- Goal -
Reproduce the lines below without any change, starting at the line that contains "of the leafy" and ending at the final line of the records.

- Data drawn from a collection -
__________
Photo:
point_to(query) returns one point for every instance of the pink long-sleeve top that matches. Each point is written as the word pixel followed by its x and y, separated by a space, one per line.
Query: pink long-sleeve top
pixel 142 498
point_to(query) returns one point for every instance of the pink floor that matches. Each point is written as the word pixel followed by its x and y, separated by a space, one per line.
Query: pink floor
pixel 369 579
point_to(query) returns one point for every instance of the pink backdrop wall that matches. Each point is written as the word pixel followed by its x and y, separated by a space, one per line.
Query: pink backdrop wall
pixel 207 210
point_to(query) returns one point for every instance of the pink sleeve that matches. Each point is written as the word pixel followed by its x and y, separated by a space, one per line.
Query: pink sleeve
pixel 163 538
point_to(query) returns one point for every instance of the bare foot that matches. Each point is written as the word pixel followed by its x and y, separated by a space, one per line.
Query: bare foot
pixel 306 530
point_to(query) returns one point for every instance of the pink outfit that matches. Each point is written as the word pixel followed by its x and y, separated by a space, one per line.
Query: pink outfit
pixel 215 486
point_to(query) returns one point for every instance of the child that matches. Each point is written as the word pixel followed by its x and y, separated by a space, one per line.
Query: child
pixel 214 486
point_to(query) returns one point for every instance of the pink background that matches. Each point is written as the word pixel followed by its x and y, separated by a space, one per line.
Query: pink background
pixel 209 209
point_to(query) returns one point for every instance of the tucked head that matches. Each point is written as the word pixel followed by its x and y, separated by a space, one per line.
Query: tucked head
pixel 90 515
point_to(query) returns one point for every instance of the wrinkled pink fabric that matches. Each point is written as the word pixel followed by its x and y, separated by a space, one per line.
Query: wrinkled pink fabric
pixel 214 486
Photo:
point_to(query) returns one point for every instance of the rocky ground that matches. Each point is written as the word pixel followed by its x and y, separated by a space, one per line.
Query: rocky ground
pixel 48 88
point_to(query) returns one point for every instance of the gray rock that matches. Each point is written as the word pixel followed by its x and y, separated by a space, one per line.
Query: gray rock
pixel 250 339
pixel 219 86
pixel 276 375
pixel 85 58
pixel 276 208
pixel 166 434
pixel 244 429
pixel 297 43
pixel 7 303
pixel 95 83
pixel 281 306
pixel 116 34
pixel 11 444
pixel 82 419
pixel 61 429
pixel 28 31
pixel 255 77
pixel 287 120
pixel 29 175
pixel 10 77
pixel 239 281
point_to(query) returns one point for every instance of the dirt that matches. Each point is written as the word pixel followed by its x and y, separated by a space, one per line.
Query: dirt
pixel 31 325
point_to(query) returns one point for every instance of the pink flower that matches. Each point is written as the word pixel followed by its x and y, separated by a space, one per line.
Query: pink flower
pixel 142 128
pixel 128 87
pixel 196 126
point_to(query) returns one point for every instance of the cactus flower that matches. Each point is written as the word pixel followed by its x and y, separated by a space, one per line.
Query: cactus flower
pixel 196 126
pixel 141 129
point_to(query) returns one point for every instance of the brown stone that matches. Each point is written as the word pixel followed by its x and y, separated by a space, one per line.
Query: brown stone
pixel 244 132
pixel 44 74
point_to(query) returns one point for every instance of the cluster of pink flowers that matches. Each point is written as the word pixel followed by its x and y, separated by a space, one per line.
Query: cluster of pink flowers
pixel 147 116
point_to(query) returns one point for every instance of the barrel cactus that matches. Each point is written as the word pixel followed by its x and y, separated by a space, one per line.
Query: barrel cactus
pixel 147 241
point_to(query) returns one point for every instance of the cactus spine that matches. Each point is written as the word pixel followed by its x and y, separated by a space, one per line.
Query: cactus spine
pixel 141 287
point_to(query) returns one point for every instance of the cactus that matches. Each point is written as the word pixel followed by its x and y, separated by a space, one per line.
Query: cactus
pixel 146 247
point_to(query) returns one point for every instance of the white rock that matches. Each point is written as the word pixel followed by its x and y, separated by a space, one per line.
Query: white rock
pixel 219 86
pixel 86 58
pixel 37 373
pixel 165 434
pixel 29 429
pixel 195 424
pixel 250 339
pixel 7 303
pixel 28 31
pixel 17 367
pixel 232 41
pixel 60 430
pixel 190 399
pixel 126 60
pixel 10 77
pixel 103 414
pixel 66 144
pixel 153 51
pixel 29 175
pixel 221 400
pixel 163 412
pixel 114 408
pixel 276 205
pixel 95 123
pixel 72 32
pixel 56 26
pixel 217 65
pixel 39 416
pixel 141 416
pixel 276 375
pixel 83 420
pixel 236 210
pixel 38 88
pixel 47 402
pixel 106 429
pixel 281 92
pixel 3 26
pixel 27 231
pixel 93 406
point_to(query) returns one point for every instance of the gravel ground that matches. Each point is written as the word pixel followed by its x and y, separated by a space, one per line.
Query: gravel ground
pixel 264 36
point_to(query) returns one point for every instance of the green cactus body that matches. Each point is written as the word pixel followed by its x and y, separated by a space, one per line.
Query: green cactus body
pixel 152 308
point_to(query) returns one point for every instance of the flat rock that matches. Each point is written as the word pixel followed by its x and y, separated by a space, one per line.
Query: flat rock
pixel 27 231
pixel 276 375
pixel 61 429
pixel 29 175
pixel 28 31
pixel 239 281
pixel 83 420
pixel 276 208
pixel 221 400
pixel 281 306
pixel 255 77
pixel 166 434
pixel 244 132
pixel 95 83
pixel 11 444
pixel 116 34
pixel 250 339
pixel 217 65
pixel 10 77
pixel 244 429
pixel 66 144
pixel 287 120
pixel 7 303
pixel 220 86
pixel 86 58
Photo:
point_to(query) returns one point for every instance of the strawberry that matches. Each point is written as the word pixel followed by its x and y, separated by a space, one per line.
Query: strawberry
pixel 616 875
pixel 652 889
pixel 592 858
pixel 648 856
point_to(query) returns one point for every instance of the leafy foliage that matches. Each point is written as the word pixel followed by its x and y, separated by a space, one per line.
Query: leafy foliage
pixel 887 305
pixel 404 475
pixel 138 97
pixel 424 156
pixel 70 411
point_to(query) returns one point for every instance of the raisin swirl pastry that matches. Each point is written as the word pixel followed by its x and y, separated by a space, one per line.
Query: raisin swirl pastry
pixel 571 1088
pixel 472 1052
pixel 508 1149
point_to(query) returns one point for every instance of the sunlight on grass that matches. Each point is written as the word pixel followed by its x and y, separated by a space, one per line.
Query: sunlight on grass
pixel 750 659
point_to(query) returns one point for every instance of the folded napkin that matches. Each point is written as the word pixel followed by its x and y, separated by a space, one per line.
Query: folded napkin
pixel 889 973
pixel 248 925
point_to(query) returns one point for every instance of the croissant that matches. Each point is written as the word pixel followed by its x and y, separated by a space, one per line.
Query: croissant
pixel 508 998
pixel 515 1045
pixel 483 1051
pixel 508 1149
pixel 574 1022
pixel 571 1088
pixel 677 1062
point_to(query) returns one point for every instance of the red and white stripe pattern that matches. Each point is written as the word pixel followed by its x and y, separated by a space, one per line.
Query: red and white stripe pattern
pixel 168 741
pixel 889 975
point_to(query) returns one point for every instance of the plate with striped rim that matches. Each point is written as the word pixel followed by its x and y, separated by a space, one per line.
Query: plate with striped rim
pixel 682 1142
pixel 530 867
__________
- Result -
point_to(query) returns one point for every instance of the leafy foliage that matches. Each point is written as the word pixel followed by its x and y, separated by a space, one per line.
Query: leafy foliage
pixel 887 305
pixel 404 475
pixel 138 97
pixel 424 156
pixel 70 411
point_to(query) returns one point for every instance of the raisin swirl pastry that matches. Each point is written as the word pixel followed by its x and y, separated by a space, one per line.
Query: raisin swirl pastry
pixel 571 1088
pixel 472 1052
pixel 508 1149
point_to(query) returns one point for every instance of the sunlight on grass that matches. Each point is written as the word pixel followed by its x and y, separated by a space, one per line.
Query: sunlight on grass
pixel 750 659
point_to(query) returns one point for every instance of the folded napkin that matches. Each point is written as the word pixel followed by its x and y, separated by a space, one per line.
Query: folded napkin
pixel 889 973
pixel 248 925
point_to(query) returns one point for every instance of the croissant that matches. Each point is written as the word pixel followed by its x and y, separated by a space, one per line.
Query: croissant
pixel 508 998
pixel 515 1045
pixel 483 1051
pixel 508 1149
pixel 574 1022
pixel 571 1088
pixel 677 1062
point_to(query) returns one point for every instance of the red and white stripe pattern that matches. Each point is written as the word pixel followed by its x and y, separated by a space, one per line.
Query: red and white stripe pattern
pixel 168 741
pixel 889 975
point_to(query) returns one point for every instance of the plate with striped rim that matches. Each point is written as the word pixel followed by its x and y, separated by a space, one per line.
Query: plate with striped rim
pixel 682 1142
pixel 530 867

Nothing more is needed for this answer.